Work to complete: Please count how many lines below contain the word "toilet" and give nothing but that figure.

***** Material for this task *****

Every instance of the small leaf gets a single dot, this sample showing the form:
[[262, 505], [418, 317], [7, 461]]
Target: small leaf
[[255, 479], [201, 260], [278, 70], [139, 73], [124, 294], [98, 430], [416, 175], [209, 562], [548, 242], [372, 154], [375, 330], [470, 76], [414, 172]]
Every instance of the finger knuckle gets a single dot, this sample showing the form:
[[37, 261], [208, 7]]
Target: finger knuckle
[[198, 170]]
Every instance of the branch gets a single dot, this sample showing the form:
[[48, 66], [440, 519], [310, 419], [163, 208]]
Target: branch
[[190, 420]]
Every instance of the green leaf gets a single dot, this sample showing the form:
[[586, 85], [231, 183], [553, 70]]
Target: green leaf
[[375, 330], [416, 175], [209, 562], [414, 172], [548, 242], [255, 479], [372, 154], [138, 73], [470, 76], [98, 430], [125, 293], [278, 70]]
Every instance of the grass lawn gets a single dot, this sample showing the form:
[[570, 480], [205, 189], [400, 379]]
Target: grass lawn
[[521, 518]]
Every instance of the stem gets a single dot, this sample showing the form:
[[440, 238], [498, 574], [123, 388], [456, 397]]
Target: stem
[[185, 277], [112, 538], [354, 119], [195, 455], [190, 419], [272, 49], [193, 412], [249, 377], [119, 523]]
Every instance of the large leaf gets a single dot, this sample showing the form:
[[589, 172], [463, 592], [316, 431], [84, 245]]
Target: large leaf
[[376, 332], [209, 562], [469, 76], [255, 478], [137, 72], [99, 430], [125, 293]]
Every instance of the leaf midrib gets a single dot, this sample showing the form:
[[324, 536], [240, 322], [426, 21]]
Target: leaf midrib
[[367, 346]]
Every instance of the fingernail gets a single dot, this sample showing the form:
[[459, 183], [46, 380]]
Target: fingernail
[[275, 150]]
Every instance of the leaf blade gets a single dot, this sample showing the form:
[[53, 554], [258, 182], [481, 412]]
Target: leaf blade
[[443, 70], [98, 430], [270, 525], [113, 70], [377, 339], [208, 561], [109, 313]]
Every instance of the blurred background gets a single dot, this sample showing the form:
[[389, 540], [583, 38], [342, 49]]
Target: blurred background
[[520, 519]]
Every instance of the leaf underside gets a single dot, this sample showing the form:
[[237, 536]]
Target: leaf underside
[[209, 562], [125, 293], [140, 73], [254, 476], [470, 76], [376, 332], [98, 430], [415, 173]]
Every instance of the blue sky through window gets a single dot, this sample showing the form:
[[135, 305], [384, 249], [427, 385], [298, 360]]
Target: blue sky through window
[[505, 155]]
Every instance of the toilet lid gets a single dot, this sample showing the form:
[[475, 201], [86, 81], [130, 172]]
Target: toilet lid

*****

Output for this exercise: 2